Given problem
Output the material below unchanged, apart from leaving out the pictures.

[Image annotation data]
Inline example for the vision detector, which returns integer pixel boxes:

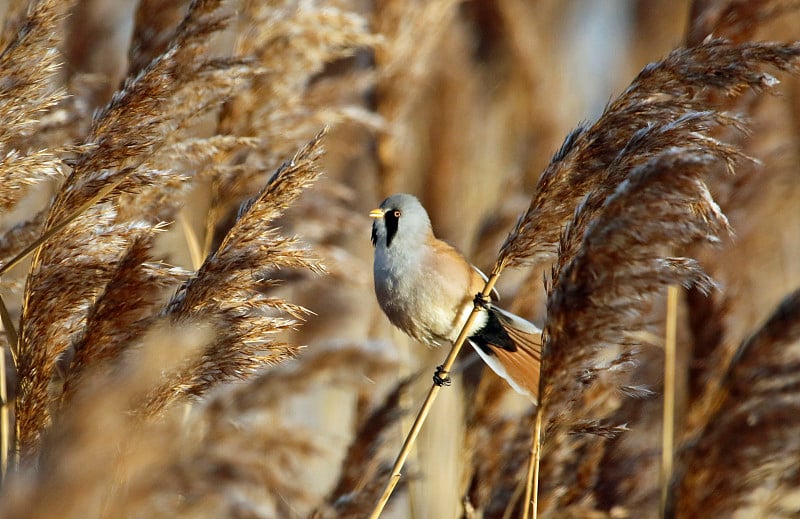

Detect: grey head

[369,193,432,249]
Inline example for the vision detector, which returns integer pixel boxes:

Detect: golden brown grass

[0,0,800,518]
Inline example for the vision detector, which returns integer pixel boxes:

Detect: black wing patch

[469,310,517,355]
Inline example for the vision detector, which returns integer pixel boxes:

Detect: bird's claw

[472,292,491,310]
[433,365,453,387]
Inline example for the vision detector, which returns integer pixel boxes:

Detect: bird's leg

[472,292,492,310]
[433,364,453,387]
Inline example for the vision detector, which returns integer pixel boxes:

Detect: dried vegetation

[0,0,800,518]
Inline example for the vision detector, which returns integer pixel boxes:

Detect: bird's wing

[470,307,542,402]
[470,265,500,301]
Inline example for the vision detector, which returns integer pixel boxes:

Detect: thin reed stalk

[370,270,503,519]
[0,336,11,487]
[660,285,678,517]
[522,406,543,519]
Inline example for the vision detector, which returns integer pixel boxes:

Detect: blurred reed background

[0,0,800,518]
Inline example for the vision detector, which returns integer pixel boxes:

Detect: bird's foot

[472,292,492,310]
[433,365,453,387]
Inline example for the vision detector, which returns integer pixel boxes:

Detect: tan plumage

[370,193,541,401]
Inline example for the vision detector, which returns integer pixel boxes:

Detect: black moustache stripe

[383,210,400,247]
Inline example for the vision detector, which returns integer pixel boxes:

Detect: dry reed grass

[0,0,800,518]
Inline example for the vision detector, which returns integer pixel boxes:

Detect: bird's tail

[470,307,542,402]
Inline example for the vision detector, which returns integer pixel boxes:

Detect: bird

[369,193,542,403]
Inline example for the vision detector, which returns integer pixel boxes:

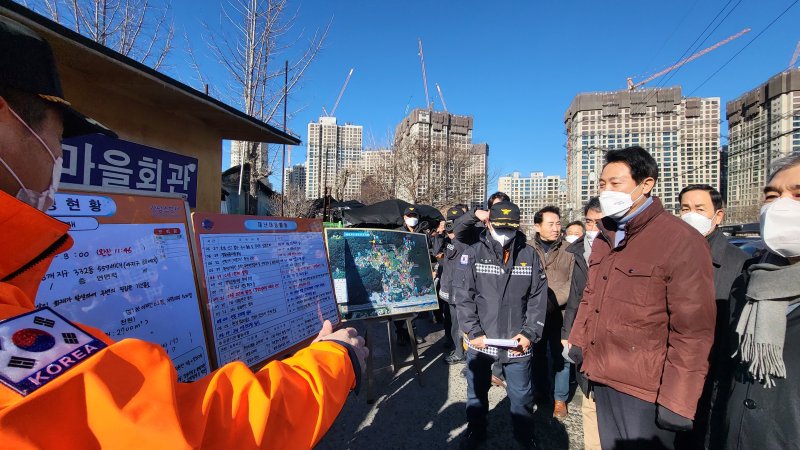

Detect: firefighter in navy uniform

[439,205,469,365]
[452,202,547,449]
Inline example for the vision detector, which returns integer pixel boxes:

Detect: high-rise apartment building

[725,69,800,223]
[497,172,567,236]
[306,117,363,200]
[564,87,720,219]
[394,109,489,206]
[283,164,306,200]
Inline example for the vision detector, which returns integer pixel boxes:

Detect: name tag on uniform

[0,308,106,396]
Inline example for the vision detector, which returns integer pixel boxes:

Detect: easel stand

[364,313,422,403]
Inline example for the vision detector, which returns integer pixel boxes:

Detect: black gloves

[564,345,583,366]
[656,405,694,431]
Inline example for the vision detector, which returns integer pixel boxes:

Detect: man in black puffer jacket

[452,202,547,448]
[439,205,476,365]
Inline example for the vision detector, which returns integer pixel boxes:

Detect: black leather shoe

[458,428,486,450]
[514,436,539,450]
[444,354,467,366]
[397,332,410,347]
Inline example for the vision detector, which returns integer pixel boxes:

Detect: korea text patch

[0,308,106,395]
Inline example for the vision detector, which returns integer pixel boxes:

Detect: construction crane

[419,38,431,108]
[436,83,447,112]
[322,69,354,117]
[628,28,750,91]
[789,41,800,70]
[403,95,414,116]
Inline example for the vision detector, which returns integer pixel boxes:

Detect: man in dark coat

Result of the exercise
Inline example for the vision detector, which returns integer pixel boxes:


Detect: grey head

[369,193,432,249]
Inline example for the vision detector, which returns integer pixel boxes:

Detect: golden brown grass

[0,0,800,518]
Inline example for the vision detector, which returns integer pixel boxes:

Detect: black wing patch

[469,310,517,355]
Inline example for the vision detector, which returns integer pixel boxes:

Detect: bird's claw

[472,292,491,310]
[433,365,453,387]
Inline example for the vision detector, which returns integer pixel boxes:

Detect: bird's leg

[472,292,492,310]
[433,364,453,387]
Inline example for the vision detector, which returns integer pixel boxes:

Detect: dried vegetation

[0,0,800,518]
Inline example for the vision detector, which returns integer pixel boxes:

Detect: bird's wing

[470,307,542,402]
[470,265,500,301]
Inline example for the vision detector, which returns integer pixel boxes:

Detect: thin reed stalk

[370,270,503,519]
[0,336,11,487]
[660,285,678,517]
[522,406,543,519]
Inline example for the vision detector, which returns integer pixel boxes:

Detect: blurred reed background

[0,0,800,518]
Inline example for the vision detector, which returns integer pixel boxes:

Detect: bird's foot

[472,292,492,310]
[433,365,453,387]
Inline example for the vision detector, which returns integer pixel boxes:

Detect: tan plumage

[370,193,541,401]
Inline example for the vision detector, which returns integer pixel boxes:

Detect: black moustache stripe

[383,210,400,247]
Inline example for the vision detector, which returns integer pixel boxes:

Detect: dry reed grass

[0,0,800,518]
Inline example for the vision detector, which returns integer pixel boxes:

Detect: bird's tail

[470,307,542,402]
Inline example for the vision detector, which returns integer pixel boxes:

Detect: bird

[369,193,542,403]
Inline example for the vision detector, which returns integer pixel boxes:


Detect: firefighter in navy uniform

[439,205,469,365]
[452,202,547,449]
Inline example for the vision detector, which returns integer pixel boxes:

Detect: high-rise apartment building

[725,69,800,223]
[497,172,567,236]
[306,117,363,200]
[564,87,720,219]
[394,109,489,206]
[283,164,306,200]
Inline example for the vision detector, which returns integer pixel boxes:

Detect: name tag on uniform

[0,308,106,396]
Inline example for the vision detector, which returns integer pixel boxes:

Detect: easel stand

[364,313,422,403]
Inline example for the vision detector, which returns integer pixel boxes:

Detect: black gloves

[564,345,583,366]
[656,405,694,431]
Inline example for the vision detector, which returns integer pixel boxes:

Detect: man in black puffer jacket

[452,202,547,448]
[439,205,476,365]
Inline example for the vision detector, which returns integer pixel boxes:

Detect: black leather shoe

[458,428,486,450]
[514,436,539,450]
[444,354,467,366]
[397,332,410,347]
Inline example for the vision detector, which returns integer pixel boxes:

Detect: korea text patch

[0,308,106,395]
Inline example for the vision detector, which returns integer pixel boxes:

Detect: construction crane

[419,38,431,108]
[436,83,447,112]
[322,69,354,117]
[628,28,750,91]
[789,41,800,70]
[403,95,414,116]
Inline example for the vision detector, which returns integer pixel boxes:

Detect: man in dark coat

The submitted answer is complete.